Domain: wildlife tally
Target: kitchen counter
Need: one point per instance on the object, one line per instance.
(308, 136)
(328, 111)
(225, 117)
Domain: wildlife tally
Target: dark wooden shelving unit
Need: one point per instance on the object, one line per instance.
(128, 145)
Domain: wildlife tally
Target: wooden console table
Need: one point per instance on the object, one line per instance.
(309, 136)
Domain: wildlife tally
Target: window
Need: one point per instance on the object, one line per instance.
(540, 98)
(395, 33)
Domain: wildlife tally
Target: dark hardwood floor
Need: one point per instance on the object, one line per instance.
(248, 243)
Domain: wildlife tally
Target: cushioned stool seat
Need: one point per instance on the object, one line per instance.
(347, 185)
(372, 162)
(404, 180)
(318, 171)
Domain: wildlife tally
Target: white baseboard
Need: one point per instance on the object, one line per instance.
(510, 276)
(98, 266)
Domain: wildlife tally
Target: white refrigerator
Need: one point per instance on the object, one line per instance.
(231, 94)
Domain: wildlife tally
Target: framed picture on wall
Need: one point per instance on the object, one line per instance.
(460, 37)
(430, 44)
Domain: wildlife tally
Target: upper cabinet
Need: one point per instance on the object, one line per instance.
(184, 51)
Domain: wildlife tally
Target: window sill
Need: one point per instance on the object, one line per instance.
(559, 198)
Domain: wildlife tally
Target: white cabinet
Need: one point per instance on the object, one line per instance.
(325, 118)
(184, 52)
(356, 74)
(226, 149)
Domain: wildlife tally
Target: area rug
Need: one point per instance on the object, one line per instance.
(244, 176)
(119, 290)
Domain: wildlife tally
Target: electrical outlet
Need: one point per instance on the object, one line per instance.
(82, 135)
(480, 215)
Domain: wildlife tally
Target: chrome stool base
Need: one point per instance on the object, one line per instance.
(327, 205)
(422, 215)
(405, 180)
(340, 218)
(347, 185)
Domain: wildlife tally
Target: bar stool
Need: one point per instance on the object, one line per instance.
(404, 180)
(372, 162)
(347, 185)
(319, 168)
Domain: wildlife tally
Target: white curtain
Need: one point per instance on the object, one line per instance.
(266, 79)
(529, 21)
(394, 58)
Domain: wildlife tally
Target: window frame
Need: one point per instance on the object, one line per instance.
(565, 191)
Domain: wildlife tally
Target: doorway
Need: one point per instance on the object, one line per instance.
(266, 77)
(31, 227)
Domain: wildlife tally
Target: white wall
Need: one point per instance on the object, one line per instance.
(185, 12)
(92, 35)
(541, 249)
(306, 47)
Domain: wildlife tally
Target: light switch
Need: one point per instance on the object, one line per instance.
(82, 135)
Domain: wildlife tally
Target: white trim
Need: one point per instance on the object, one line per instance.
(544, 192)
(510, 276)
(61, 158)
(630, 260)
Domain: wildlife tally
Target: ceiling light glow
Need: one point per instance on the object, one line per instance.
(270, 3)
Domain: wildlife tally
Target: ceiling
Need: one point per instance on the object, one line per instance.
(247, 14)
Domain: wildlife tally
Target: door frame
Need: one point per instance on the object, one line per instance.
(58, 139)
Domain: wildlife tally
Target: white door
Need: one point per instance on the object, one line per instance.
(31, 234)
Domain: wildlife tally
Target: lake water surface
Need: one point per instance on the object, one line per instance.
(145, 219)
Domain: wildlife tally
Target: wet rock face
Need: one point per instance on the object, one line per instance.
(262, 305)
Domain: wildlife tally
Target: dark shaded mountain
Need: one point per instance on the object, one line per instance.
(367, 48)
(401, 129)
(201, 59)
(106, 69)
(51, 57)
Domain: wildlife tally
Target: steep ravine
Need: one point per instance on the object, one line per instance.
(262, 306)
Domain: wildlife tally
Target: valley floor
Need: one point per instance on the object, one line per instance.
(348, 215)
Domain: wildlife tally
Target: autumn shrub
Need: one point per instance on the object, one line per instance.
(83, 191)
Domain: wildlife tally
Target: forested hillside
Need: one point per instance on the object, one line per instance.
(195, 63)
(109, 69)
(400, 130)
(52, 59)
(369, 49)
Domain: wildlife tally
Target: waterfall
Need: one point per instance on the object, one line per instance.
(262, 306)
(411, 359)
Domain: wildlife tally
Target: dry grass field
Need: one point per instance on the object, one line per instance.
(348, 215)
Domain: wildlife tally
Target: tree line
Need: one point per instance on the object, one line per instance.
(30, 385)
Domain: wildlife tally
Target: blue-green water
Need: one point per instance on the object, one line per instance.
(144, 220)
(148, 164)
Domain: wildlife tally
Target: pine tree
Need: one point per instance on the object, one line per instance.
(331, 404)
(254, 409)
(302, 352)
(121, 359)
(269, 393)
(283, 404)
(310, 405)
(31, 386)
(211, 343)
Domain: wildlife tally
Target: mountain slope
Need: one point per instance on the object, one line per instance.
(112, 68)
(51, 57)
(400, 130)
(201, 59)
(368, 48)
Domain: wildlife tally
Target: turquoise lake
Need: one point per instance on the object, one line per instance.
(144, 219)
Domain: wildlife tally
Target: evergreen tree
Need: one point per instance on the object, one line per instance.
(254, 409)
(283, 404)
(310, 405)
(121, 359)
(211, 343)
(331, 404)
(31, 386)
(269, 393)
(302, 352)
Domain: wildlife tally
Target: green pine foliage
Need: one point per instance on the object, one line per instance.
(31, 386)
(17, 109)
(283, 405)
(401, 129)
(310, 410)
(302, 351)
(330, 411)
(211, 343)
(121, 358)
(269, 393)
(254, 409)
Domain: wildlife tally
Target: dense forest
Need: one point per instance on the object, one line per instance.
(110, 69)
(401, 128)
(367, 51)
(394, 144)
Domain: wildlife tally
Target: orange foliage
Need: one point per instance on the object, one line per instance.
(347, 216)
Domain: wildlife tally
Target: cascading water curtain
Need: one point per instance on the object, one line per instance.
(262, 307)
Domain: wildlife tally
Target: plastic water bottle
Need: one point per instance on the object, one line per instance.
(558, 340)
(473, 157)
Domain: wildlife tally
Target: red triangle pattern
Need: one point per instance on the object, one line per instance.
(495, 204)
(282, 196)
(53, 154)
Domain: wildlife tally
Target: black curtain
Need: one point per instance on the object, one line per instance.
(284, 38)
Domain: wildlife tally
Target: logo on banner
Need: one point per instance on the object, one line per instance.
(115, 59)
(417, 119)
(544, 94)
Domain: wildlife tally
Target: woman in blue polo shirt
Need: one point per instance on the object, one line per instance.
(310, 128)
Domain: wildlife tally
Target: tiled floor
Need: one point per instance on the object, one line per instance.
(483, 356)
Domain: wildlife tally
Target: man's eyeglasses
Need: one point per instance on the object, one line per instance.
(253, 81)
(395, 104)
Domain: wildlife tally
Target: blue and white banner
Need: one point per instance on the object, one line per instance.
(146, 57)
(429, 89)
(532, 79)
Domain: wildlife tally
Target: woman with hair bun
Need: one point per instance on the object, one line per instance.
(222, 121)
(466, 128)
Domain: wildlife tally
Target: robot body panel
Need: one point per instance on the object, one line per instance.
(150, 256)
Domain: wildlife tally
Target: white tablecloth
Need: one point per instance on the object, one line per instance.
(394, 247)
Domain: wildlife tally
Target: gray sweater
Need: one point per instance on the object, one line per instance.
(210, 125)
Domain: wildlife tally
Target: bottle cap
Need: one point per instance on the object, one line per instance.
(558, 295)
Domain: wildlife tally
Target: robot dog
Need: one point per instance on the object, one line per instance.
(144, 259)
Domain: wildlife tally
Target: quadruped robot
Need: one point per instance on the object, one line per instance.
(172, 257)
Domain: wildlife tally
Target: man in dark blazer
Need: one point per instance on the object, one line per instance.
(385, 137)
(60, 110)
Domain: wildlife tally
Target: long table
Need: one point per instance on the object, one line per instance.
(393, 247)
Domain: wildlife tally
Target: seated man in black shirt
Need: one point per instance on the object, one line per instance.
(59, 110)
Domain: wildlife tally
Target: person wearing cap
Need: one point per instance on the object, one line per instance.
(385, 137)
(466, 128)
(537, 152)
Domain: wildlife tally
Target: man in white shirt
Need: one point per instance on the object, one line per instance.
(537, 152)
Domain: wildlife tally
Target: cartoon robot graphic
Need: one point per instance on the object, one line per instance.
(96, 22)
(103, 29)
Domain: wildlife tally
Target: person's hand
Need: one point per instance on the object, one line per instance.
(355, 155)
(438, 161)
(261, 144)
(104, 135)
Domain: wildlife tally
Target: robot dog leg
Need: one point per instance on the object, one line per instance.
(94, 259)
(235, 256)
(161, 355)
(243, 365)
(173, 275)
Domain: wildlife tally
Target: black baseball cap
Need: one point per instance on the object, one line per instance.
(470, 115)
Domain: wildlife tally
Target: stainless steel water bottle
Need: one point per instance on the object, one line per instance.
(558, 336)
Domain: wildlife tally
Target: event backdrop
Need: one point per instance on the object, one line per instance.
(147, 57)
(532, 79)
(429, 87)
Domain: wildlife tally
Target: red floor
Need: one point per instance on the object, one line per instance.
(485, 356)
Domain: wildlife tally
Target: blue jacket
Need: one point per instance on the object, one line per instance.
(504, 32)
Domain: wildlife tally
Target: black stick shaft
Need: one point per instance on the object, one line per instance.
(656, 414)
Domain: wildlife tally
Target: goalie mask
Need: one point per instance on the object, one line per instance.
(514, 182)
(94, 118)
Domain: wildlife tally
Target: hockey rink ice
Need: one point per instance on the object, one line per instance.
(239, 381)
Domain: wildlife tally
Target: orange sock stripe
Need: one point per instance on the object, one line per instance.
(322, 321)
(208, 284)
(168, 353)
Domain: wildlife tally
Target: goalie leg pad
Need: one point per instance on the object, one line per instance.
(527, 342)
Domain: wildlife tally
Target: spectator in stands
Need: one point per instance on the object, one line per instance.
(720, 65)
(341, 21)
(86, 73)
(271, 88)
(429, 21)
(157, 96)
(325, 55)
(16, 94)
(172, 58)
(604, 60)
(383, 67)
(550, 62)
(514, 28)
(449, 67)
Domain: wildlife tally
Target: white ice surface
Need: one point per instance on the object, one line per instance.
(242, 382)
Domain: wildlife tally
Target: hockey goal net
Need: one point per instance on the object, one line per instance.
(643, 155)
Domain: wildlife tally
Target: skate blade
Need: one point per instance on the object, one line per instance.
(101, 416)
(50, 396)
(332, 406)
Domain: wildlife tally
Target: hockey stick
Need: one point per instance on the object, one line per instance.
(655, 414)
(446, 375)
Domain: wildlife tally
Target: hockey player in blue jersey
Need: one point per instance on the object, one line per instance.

————

REQUIRED WORK >> State how many lines of the records above contain the string "bottle", with case counting, and give only that number.

ANSWER FOR THE TASK >> 3